**Records supplied:**
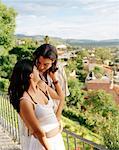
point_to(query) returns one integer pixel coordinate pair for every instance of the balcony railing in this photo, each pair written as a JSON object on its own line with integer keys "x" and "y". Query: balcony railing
{"x": 9, "y": 121}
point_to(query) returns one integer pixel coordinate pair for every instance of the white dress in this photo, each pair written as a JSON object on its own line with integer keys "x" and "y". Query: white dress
{"x": 48, "y": 121}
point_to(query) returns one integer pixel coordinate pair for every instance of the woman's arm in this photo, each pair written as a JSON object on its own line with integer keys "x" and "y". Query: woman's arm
{"x": 60, "y": 93}
{"x": 28, "y": 115}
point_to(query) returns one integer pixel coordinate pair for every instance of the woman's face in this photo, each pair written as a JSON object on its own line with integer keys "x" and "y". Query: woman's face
{"x": 43, "y": 64}
{"x": 35, "y": 73}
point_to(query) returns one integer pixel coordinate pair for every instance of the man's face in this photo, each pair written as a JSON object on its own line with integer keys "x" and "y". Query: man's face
{"x": 43, "y": 64}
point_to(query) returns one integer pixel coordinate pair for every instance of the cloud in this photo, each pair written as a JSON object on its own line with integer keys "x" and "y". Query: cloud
{"x": 96, "y": 19}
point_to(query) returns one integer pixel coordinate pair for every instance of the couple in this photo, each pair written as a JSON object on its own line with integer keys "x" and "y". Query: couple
{"x": 36, "y": 101}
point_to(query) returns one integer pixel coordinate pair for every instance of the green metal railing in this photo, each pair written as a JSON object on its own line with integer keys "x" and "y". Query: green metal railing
{"x": 9, "y": 121}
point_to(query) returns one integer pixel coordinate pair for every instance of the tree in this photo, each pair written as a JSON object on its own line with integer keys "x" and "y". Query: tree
{"x": 7, "y": 26}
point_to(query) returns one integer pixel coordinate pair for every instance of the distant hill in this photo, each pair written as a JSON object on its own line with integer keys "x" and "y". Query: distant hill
{"x": 94, "y": 43}
{"x": 78, "y": 42}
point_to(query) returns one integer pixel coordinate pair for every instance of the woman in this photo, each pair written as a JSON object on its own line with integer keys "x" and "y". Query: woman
{"x": 30, "y": 96}
{"x": 46, "y": 58}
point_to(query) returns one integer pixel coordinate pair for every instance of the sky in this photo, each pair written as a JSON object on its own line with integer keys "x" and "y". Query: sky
{"x": 72, "y": 19}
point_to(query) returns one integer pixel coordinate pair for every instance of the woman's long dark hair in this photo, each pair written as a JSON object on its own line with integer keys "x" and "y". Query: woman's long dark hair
{"x": 47, "y": 51}
{"x": 19, "y": 81}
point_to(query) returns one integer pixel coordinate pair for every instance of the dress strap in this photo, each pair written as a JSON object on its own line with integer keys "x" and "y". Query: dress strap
{"x": 31, "y": 98}
{"x": 46, "y": 94}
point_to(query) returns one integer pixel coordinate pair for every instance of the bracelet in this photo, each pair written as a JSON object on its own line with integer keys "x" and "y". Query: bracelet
{"x": 55, "y": 82}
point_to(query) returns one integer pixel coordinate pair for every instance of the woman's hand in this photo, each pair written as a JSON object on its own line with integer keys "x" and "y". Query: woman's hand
{"x": 53, "y": 76}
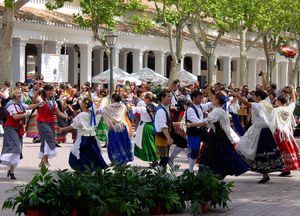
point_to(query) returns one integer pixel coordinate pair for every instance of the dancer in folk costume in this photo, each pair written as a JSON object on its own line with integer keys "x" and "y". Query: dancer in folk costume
{"x": 119, "y": 146}
{"x": 145, "y": 147}
{"x": 218, "y": 153}
{"x": 195, "y": 135}
{"x": 176, "y": 115}
{"x": 86, "y": 152}
{"x": 31, "y": 127}
{"x": 102, "y": 129}
{"x": 258, "y": 145}
{"x": 45, "y": 123}
{"x": 162, "y": 125}
{"x": 282, "y": 125}
{"x": 14, "y": 131}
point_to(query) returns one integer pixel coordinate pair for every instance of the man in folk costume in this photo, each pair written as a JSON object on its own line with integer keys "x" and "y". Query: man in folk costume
{"x": 195, "y": 135}
{"x": 14, "y": 131}
{"x": 282, "y": 126}
{"x": 45, "y": 124}
{"x": 162, "y": 125}
{"x": 258, "y": 145}
{"x": 145, "y": 148}
{"x": 176, "y": 115}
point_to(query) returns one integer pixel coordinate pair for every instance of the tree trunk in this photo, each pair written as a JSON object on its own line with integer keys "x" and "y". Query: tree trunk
{"x": 295, "y": 70}
{"x": 6, "y": 45}
{"x": 294, "y": 76}
{"x": 243, "y": 57}
{"x": 174, "y": 72}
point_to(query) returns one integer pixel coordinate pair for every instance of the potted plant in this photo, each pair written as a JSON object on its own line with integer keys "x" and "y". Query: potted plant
{"x": 164, "y": 196}
{"x": 34, "y": 198}
{"x": 72, "y": 196}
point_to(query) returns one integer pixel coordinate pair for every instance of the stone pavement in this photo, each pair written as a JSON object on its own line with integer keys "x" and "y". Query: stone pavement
{"x": 279, "y": 197}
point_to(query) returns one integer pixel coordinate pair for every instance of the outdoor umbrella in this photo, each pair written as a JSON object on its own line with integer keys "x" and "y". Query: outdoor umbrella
{"x": 148, "y": 75}
{"x": 120, "y": 77}
{"x": 186, "y": 77}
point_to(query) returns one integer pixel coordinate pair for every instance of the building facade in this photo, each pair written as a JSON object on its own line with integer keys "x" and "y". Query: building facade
{"x": 33, "y": 36}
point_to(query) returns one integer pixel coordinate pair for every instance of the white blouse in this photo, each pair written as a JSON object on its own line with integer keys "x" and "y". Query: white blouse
{"x": 82, "y": 124}
{"x": 160, "y": 121}
{"x": 142, "y": 110}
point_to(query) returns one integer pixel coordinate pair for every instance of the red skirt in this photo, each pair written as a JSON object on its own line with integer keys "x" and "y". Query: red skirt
{"x": 289, "y": 150}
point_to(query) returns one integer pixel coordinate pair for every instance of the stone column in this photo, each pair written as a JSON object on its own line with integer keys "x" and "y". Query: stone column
{"x": 18, "y": 60}
{"x": 73, "y": 66}
{"x": 182, "y": 62}
{"x": 227, "y": 70}
{"x": 85, "y": 63}
{"x": 137, "y": 60}
{"x": 52, "y": 47}
{"x": 196, "y": 59}
{"x": 96, "y": 62}
{"x": 284, "y": 71}
{"x": 213, "y": 61}
{"x": 160, "y": 62}
{"x": 124, "y": 57}
{"x": 116, "y": 53}
{"x": 252, "y": 74}
{"x": 101, "y": 60}
{"x": 145, "y": 59}
{"x": 238, "y": 73}
{"x": 275, "y": 75}
{"x": 39, "y": 60}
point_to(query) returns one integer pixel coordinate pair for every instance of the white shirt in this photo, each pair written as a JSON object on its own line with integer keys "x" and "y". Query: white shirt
{"x": 82, "y": 123}
{"x": 15, "y": 108}
{"x": 160, "y": 121}
{"x": 191, "y": 115}
{"x": 174, "y": 98}
{"x": 6, "y": 93}
{"x": 142, "y": 110}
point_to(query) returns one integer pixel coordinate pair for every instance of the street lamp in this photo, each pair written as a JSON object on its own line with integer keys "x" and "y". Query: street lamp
{"x": 111, "y": 40}
{"x": 271, "y": 55}
{"x": 209, "y": 50}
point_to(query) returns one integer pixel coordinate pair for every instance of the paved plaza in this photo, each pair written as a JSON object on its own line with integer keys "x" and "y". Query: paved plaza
{"x": 281, "y": 196}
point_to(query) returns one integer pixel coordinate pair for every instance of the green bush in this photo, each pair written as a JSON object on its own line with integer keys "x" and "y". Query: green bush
{"x": 121, "y": 190}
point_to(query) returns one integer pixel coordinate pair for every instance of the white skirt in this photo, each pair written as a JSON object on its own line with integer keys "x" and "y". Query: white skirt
{"x": 10, "y": 159}
{"x": 47, "y": 152}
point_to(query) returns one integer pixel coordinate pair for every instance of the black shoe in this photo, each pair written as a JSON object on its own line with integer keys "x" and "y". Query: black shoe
{"x": 11, "y": 175}
{"x": 264, "y": 180}
{"x": 284, "y": 174}
{"x": 154, "y": 164}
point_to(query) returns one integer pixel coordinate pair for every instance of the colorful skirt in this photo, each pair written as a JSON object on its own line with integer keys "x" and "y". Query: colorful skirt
{"x": 90, "y": 157}
{"x": 220, "y": 157}
{"x": 101, "y": 131}
{"x": 145, "y": 148}
{"x": 31, "y": 130}
{"x": 47, "y": 136}
{"x": 119, "y": 146}
{"x": 12, "y": 147}
{"x": 289, "y": 150}
{"x": 60, "y": 137}
{"x": 268, "y": 158}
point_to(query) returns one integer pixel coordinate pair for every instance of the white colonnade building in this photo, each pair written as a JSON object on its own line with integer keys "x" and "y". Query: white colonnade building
{"x": 38, "y": 31}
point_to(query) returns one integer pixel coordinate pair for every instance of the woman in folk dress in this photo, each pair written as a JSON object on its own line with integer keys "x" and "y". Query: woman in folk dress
{"x": 258, "y": 145}
{"x": 282, "y": 126}
{"x": 86, "y": 152}
{"x": 218, "y": 153}
{"x": 45, "y": 123}
{"x": 119, "y": 146}
{"x": 14, "y": 131}
{"x": 145, "y": 148}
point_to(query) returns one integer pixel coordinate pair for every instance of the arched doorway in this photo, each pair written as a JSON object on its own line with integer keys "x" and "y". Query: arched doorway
{"x": 188, "y": 64}
{"x": 169, "y": 65}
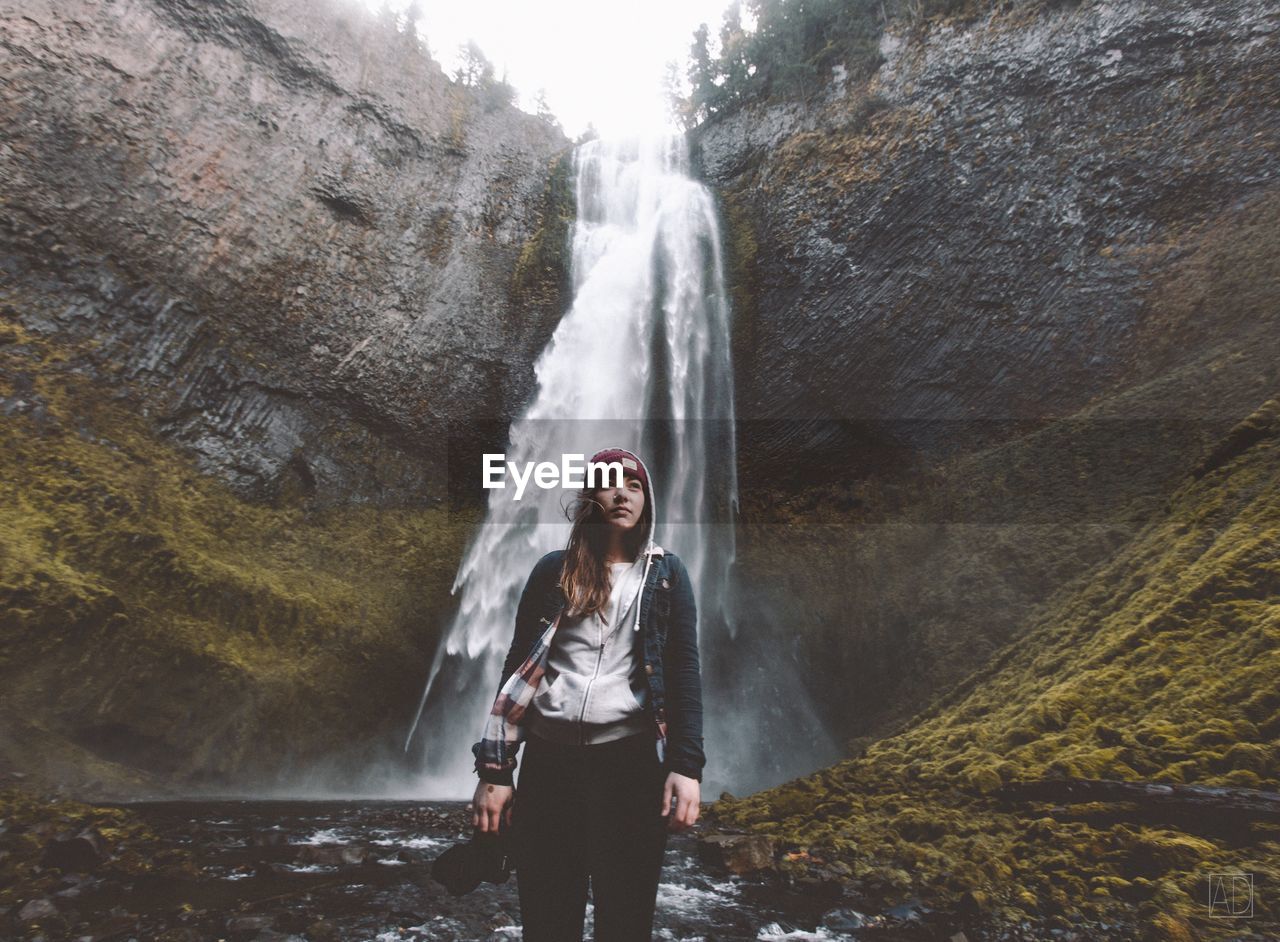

**Task directions:** Could you rewrite the material from the line containing "Query: paved plaza" through the end of the material, changing "colorful skirt" to "patterned skirt" and leaving all else unchanged, with the pictures left out?

**Task solution:**
point_to(query) returns one integer pixel coordinate pair for every instance of the paved plaza in this photo, each pair written as a JSON object on its own line with integer keys "x" and "y". Query: paved plaza
{"x": 281, "y": 196}
point_to(query) returns one integer pixel coordinate pair for every instance of the green bush in this photo, each pair written as a JSON object on its own line with integer keys "x" and "y". Query: green bush
{"x": 121, "y": 190}
point_to(query) returns one integer pixel coordinate pair for every instance of the white skirt in this photo, each pair written as a JSON object on its own line with integer keys "x" and "y". Query: white skirt
{"x": 10, "y": 159}
{"x": 47, "y": 152}
point_to(query) returns one integer pixel coordinate pair for every instance of the black shoe in this photo, each pair written as a JSON object on its own line with integer keys "x" and "y". Query: black shoe
{"x": 11, "y": 175}
{"x": 264, "y": 180}
{"x": 284, "y": 174}
{"x": 154, "y": 164}
point_to(query) returns one integer pixel coordinate pair for every instance of the patterned skirt in this photo, each pair written as a JSON object on its own line with integer keys "x" and "y". Query: patterned skirt
{"x": 90, "y": 157}
{"x": 220, "y": 157}
{"x": 101, "y": 131}
{"x": 145, "y": 148}
{"x": 31, "y": 130}
{"x": 47, "y": 136}
{"x": 119, "y": 146}
{"x": 12, "y": 147}
{"x": 289, "y": 150}
{"x": 60, "y": 137}
{"x": 268, "y": 158}
point_to(query) returns one integer pixel coordinate pair for every instance of the white colonnade building in this photo, each pair written as a JSON object on its own line with integer keys "x" and "y". Query: white colonnade building
{"x": 38, "y": 31}
point_to(query) returns one integer pixel coordinate pair for every instance of the woman in folk dress in this photo, each pair written as a JSON object on its own line with integer keys "x" and "y". Query: woman in folk dress
{"x": 258, "y": 145}
{"x": 282, "y": 126}
{"x": 86, "y": 152}
{"x": 218, "y": 153}
{"x": 45, "y": 123}
{"x": 119, "y": 146}
{"x": 14, "y": 131}
{"x": 145, "y": 148}
point_to(query) returns one integer pixel coordinate pair for every instance of the arched doorway in this photo, each pair written as a JSON object on its own line with integer keys "x" and "y". Query: arched doorway
{"x": 188, "y": 64}
{"x": 169, "y": 65}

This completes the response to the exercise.